### Texto de origem:

Por uma questão de lógica

Vozes descrentes é algo que não gosto de ouvir. Insta-me abafá-las, calá-las a um mundo que delas não precisa. O mundo é um local digno e um local pesado, provavelmente em igual dimensão, pelo que deveríamos sempre crer na sua bondade tal e qual cremos na sua maldade. Considero que assim o seja quando em estado limite me socorro da lógica. A lógica é qualquer coisa que nos dá segurança, aquela certeza que ainda que não o seja de todo nos faz desenhar desenhos rectos e lineares, os únicos capazes de nos dar um sossego devido ao corpo incerto que temos. Nesta linha orientadora faz-me todo o sentido que a dualidade referida seja perfeita, dado que só assim me parece possível a coexistência de todas as pessoas, de todas as teorias, de todas as crenças e de todas as  convicções, sem que o mundo entre num colapso ético e definitivo.

### Entradas do conjunto:
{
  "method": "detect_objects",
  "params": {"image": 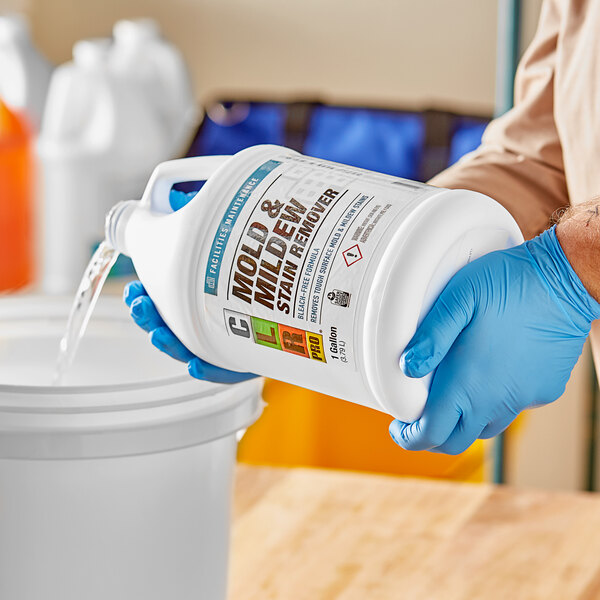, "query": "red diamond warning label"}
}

---

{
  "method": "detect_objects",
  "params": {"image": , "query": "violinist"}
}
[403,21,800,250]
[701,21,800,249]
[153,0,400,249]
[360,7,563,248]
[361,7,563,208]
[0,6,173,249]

### Ações a realizar:
• a. Segundo o texto de origem, em que proporção o mundo é um local digno e um local pesado?
• b. Substitua "mundo" por "planeta" no trecho do texto de origem que vai de "Por uma questão" até "ético e definitivo." e reproduza esse trecho.
• c. Enumere tudo aquilo cuja coexistência, segundo o texto de origem, só a dualidade perfeita torna possível.
A listagem não tem qualquer papel aqui.

### Soluções das tarefas:
• a. Provavelmente em igual dimensão.

• b.
Por uma questão de lógica

Vozes descrentes é algo que não gosto de ouvir. Insta-me abafá-las, calá-las a um planeta que delas não precisa. O planeta é um local digno e um local pesado, provavelmente em igual dimensão, pelo que deveríamos sempre crer na sua bondade tal e qual cremos na sua maldade. Considero que assim o seja quando em estado limite me socorro da lógica. A lógica é qualquer coisa que nos dá segurança, aquela certeza que ainda que não o seja de todo nos faz desenhar desenhos rectos e lineares, os únicos capazes de nos dar um sossego devido ao corpo incerto que temos. Nesta linha orientadora faz-me todo o sentido que a dualidade referida seja perfeita, dado que só assim me parece possível a coexistência de todas as pessoas, de todas as teorias, de todas as crenças e de todas as  convicções, sem que o planeta entre num colapso ético e definitivo.

• c. Pessoas, teorias, crenças e convicções.